(Data entries)
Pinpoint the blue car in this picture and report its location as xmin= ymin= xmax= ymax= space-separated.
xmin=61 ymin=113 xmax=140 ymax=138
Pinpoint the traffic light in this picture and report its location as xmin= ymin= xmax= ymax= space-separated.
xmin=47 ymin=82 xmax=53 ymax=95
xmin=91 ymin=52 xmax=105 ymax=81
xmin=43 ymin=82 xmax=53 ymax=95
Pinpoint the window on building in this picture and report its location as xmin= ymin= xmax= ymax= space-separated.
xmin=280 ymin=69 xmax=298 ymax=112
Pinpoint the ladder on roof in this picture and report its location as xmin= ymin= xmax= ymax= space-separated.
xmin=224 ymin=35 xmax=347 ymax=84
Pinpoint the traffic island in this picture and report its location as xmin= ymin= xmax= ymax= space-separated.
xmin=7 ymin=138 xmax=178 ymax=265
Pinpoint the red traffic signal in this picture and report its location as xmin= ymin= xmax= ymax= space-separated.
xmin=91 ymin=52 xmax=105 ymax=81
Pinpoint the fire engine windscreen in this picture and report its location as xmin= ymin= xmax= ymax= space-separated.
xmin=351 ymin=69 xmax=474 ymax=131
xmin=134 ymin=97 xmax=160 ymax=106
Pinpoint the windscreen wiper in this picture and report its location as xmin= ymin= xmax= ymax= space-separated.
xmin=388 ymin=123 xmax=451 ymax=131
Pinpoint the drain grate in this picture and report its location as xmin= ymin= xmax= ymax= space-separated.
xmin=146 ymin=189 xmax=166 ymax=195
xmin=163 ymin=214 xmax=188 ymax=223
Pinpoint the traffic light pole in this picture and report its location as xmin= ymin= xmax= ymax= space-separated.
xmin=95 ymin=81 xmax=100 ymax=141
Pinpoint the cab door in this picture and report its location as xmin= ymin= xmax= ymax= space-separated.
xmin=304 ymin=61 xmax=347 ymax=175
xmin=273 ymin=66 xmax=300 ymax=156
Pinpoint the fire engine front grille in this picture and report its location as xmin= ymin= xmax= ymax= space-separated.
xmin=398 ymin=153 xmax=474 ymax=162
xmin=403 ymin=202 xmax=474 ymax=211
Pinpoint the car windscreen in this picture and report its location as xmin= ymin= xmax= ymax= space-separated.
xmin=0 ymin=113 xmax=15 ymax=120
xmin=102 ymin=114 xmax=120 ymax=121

(WHAT YOU ARE ASKED TO DO):
Put every line of the rows above into a JSON list of strings, one string per line, leaving out any blank lines.

(EXERCISE ANSWER):
[
  "Pinpoint the blue car in this picture and report its location as xmin= ymin= xmax= ymax= space-separated.",
  "xmin=61 ymin=113 xmax=140 ymax=138",
  "Pinpoint the traffic light in this picture and report its location as xmin= ymin= xmax= ymax= space-separated.",
  "xmin=47 ymin=82 xmax=53 ymax=95",
  "xmin=91 ymin=52 xmax=105 ymax=81",
  "xmin=43 ymin=82 xmax=53 ymax=95",
  "Pinpoint the window on building in this picture and report its location as xmin= ymin= xmax= ymax= space-separated.",
  "xmin=280 ymin=69 xmax=298 ymax=112",
  "Pinpoint the ladder on roof in this picture and report its location as xmin= ymin= xmax= ymax= space-separated.",
  "xmin=224 ymin=35 xmax=347 ymax=84",
  "Pinpoint the traffic island in this picture and report its location as xmin= ymin= xmax= ymax= space-separated.",
  "xmin=7 ymin=138 xmax=178 ymax=265",
  "Pinpoint the red traffic signal in this picture and report its location as xmin= ymin= xmax= ymax= space-separated.",
  "xmin=91 ymin=52 xmax=105 ymax=81",
  "Pinpoint the fire engine windscreen in this picture and report its location as xmin= ymin= xmax= ymax= space-separated.",
  "xmin=351 ymin=69 xmax=474 ymax=131",
  "xmin=134 ymin=97 xmax=160 ymax=106",
  "Pinpoint the windscreen wiper in this picture and report its location as xmin= ymin= xmax= ymax= space-separated.",
  "xmin=388 ymin=123 xmax=451 ymax=131",
  "Pinpoint the drain grate in this picture and report its location as xmin= ymin= xmax= ymax= space-separated.",
  "xmin=146 ymin=189 xmax=166 ymax=195",
  "xmin=163 ymin=214 xmax=188 ymax=223",
  "Pinpoint the traffic light pole in this picture and report its location as xmin= ymin= xmax= ymax= space-separated.",
  "xmin=95 ymin=81 xmax=100 ymax=141",
  "Pinpoint the cab door in this picture and report its location as xmin= ymin= xmax= ymax= space-separated.",
  "xmin=304 ymin=61 xmax=347 ymax=175",
  "xmin=273 ymin=66 xmax=300 ymax=156",
  "Pinpoint the fire engine front grille in this picture and report its location as xmin= ymin= xmax= ymax= space-separated.",
  "xmin=398 ymin=153 xmax=474 ymax=162",
  "xmin=403 ymin=202 xmax=474 ymax=211",
  "Pinpoint the car windscreen in this picture and report its location as xmin= ymin= xmax= ymax= space-separated.",
  "xmin=0 ymin=113 xmax=15 ymax=120",
  "xmin=102 ymin=114 xmax=120 ymax=121"
]